* _Request_
Type out the data exactly as given. Skip any image.

* _Stored rows_
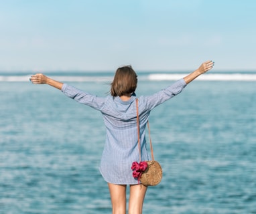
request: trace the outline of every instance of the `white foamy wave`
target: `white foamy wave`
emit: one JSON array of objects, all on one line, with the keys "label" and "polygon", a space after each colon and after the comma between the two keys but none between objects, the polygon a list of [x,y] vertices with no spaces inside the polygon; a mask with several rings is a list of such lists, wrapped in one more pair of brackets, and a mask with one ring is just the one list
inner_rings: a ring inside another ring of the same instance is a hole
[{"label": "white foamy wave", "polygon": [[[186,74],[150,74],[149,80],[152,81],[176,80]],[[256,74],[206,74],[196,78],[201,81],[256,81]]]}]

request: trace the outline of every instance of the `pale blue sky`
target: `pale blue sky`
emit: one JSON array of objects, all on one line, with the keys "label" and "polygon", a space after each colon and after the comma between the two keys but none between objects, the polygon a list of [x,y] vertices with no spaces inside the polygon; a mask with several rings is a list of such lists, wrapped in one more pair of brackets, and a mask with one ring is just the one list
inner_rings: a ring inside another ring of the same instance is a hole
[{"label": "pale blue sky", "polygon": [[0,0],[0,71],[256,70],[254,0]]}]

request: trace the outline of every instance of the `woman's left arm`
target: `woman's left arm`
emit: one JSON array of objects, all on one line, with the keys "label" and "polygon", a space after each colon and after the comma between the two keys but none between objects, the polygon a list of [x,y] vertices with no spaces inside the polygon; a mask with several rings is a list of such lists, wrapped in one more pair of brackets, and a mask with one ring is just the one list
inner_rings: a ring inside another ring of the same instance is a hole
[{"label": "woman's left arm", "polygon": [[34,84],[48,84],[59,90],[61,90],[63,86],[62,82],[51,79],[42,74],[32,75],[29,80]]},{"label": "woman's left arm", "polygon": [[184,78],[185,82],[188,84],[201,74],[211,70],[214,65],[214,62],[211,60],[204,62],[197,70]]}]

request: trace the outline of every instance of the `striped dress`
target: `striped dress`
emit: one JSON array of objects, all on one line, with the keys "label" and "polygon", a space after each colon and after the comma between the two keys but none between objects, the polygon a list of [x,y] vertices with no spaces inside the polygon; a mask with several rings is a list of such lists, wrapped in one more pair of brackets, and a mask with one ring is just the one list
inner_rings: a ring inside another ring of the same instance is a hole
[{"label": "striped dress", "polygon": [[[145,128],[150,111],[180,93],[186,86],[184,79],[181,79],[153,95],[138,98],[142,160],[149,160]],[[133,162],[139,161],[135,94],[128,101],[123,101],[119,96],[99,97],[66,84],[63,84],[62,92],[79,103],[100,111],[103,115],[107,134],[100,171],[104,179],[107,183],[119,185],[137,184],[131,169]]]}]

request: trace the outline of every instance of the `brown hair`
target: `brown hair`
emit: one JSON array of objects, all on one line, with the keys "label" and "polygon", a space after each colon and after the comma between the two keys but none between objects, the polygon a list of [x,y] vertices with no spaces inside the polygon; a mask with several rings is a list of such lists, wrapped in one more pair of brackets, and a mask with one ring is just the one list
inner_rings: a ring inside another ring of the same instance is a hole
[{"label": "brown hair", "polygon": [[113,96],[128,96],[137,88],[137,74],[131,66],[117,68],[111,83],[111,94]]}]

* _Answer to the problem_
request: trace the outline of every instance of the `white foamy wave`
target: `white foamy wave`
emit: one JSON array of objects, all on one line, with the keys "label" and "polygon", a space after each colon and after the comma between the two keys but none between objects, the polygon a list of [x,y] vertices with no spaces inside the polygon; a mask with several rings is a list of such lists, wrapped in one more pair of brackets, and a mask with one ring is just the one list
inner_rings: a ring inside another ring of the same instance is a hole
[{"label": "white foamy wave", "polygon": [[[186,74],[150,74],[149,80],[152,81],[176,80]],[[256,74],[206,74],[196,78],[201,81],[256,81]]]}]

request: trace the outline of every instance of the `pale blue sky`
target: `pale blue sky`
emit: one JSON array of objects, all on one line, with the keys "label" and "polygon", a space after each colon and after the comma between the two keys but none between objects, the polygon a list of [x,y] vertices with no spaces inside the polygon; a mask with several rings is a list of such lists, wrapped in one more pair of brackets, and a mask with one ring is just the one list
inner_rings: a ring inside another ring of the same instance is a hole
[{"label": "pale blue sky", "polygon": [[0,0],[0,71],[256,70],[254,0]]}]

request: trace the outline of every instance of the `woman's left arm`
target: `woman's left arm`
emit: one JSON array of objects, all on one line, with the keys "label" and "polygon", a space after each colon and after the comma between the two keys but none between objects, the polygon a list of [x,y] vertices with no spaces inside the polygon; a mask with several rings is a list of such lists, wrapped in one more pair of brackets, and a mask with one ring is just the one list
inner_rings: a ring inside another ring of the same instance is a hole
[{"label": "woman's left arm", "polygon": [[34,84],[48,84],[59,90],[61,90],[63,86],[62,82],[51,79],[42,74],[32,75],[29,80]]},{"label": "woman's left arm", "polygon": [[184,78],[185,82],[188,84],[201,74],[211,70],[214,65],[214,62],[211,60],[204,62],[197,70]]}]

request: trace the outline of every instance of the `striped dress`
target: `striped dress`
emit: one JSON array of objects, all on one line, with the keys "label" and "polygon", a space after each colon and after the comma between the two keys but none between objects, the polygon a list of [x,y] vertices with no spaces inside the polygon; a mask with several rings is a list of such lists, wrapped in one more pair of brackets, and a mask with one ring is just the one list
inner_rings: a ring inside another ring of the same instance is a hole
[{"label": "striped dress", "polygon": [[[145,128],[150,111],[180,93],[186,86],[184,79],[181,79],[153,95],[138,98],[142,160],[149,160]],[[133,162],[139,161],[135,94],[128,101],[123,101],[119,96],[99,97],[66,84],[63,84],[62,92],[79,103],[100,111],[103,115],[107,134],[100,171],[104,179],[107,183],[119,185],[137,184],[131,169]]]}]

request: trace the outline of every instance of the `brown hair`
target: `brown hair`
emit: one JSON array of objects, all on one line, with the keys "label" and "polygon", a space after each colon and after the comma between the two keys but none between objects, the polygon a list of [x,y] vertices with no spaces inside the polygon; a mask with several rings is a list of such lists, wrapped in one more pair of brackets, and a mask with one ring is just the one list
inner_rings: a ring inside another ring of the same instance is a hole
[{"label": "brown hair", "polygon": [[113,96],[128,96],[137,88],[137,74],[131,66],[117,68],[111,83],[111,94]]}]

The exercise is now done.